BEGIN MATERIAL FOR THIS EXERCISE

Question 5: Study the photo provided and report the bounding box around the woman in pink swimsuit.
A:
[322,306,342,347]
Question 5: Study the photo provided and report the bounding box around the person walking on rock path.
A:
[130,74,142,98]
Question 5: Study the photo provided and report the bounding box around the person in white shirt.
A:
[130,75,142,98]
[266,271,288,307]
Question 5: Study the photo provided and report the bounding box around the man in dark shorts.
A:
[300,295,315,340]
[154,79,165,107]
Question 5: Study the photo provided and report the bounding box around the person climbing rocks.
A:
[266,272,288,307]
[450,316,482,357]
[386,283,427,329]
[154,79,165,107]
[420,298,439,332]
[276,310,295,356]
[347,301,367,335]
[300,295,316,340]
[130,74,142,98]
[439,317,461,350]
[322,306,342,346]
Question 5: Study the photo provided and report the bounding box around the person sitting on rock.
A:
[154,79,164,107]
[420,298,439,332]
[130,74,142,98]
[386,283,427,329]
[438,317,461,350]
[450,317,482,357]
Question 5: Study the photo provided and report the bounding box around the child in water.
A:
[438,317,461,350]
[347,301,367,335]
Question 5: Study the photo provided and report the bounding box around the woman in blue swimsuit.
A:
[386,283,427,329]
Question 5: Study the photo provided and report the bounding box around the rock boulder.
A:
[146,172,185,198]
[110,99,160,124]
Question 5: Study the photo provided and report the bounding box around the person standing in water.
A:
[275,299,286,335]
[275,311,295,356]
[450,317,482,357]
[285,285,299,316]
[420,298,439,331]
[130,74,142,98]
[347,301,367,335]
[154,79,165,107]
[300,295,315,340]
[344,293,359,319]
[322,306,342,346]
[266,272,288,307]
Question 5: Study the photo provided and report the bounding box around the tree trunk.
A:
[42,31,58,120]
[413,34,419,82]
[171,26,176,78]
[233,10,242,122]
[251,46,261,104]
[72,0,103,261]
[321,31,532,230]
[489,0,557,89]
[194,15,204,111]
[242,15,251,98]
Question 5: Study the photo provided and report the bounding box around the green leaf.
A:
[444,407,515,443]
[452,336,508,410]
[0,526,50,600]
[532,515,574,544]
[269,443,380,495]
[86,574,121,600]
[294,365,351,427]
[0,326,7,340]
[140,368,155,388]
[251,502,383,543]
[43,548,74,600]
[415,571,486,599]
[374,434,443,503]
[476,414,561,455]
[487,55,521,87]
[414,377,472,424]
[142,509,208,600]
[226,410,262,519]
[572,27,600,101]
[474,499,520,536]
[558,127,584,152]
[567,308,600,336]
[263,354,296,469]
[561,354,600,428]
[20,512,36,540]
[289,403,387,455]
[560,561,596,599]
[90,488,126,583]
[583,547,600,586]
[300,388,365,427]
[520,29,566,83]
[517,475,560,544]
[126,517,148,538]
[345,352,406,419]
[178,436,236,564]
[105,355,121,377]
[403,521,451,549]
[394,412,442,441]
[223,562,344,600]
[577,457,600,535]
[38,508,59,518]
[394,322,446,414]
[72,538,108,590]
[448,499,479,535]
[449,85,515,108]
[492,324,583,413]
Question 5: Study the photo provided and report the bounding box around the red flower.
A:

END MATERIAL FOR THIS EXERCISE
BEGIN MATERIAL FOR THIS EXERCISE

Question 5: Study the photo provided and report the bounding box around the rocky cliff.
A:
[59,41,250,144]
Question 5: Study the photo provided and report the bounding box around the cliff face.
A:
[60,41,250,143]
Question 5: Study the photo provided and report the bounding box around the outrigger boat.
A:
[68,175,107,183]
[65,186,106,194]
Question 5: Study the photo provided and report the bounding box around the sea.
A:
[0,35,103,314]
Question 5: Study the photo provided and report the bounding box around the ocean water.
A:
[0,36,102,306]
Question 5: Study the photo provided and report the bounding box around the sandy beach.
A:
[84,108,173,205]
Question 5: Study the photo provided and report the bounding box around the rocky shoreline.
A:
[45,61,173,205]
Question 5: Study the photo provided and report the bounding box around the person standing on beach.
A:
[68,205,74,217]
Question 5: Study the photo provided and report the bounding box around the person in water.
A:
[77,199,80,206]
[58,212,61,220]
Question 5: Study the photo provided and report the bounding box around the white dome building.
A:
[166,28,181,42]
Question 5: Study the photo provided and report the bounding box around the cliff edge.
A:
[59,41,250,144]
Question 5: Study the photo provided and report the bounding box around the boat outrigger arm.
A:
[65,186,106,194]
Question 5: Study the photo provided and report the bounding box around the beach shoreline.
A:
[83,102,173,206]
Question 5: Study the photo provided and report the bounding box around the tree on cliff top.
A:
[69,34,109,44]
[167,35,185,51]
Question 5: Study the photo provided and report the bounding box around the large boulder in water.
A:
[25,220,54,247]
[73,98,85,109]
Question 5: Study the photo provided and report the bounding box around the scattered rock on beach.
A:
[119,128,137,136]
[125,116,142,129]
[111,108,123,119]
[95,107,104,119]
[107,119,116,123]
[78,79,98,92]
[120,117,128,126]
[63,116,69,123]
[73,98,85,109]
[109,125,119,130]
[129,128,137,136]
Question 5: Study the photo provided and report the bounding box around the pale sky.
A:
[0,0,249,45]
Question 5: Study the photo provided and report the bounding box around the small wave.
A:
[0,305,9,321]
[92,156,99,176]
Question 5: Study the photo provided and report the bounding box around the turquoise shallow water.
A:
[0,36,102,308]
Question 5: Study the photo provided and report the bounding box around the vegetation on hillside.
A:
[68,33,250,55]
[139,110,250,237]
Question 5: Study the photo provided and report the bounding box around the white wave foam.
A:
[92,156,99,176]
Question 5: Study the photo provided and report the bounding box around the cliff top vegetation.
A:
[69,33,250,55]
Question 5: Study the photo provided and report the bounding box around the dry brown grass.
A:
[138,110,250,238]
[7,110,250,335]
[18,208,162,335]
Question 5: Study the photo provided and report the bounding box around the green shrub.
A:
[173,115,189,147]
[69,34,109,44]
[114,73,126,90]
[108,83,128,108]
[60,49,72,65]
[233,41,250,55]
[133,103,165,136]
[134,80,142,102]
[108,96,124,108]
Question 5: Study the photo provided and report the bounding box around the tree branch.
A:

END MATERIAL FOR THIS EXERCISE

▸ **EXERCISE REQUIREMENTS**: From the records above, print exactly the lines that run from the line with "in pink swimsuit." to the line with "the green leaf.", inclusive.

▸ **OUTPUT BELOW**:
Question 5: Study the photo provided and report the bounding box around the woman in pink swimsuit.
A:
[322,306,342,347]
Question 5: Study the photo provided and report the bounding box around the person walking on rock path.
A:
[130,74,142,98]
Question 5: Study the photo provided and report the bounding box around the person in white shirt.
A:
[130,75,142,98]
[266,271,288,307]
Question 5: Study the photo provided and report the bounding box around the man in dark shorts.
A:
[300,295,315,340]
[154,79,165,107]
Question 5: Study the photo provided and report the bounding box around the person climbing rocks.
A:
[266,272,288,307]
[450,316,482,357]
[386,283,427,329]
[154,79,165,107]
[420,298,439,332]
[276,310,295,356]
[347,301,367,335]
[300,295,316,340]
[130,74,142,98]
[439,317,461,350]
[322,306,342,346]
Question 5: Study the photo provided and report the bounding box around the person sitting on rock.
A:
[154,79,164,107]
[420,298,439,332]
[130,74,142,98]
[386,283,427,329]
[438,317,461,350]
[450,317,482,357]
Question 5: Study the photo provided and report the bounding box around the child in water.
A:
[438,317,461,350]
[347,301,367,335]
Question 5: Study the photo provided and report the bounding box around the woman in blue swimsuit.
A:
[386,283,427,329]
Question 5: Study the photo provided and report the bounding box around the rock boulder.
A:
[146,172,185,198]
[110,99,160,124]
Question 5: Study the photo provided and report the bounding box around the person standing in water.
A:
[275,299,286,335]
[275,311,295,356]
[450,317,482,357]
[285,285,299,316]
[420,298,439,331]
[130,74,142,98]
[347,301,367,335]
[154,79,165,107]
[300,295,315,340]
[344,293,359,319]
[322,306,342,346]
[266,272,288,307]
Question 5: Study the photo provided and report the bounding box around the tree trunk.
A:
[42,31,58,120]
[413,34,419,82]
[171,26,176,78]
[233,10,242,122]
[251,46,261,104]
[72,0,103,261]
[321,31,532,230]
[489,0,557,89]
[194,15,204,111]
[242,15,251,98]
Question 5: Study the photo provided and report the bounding box around the green leaf.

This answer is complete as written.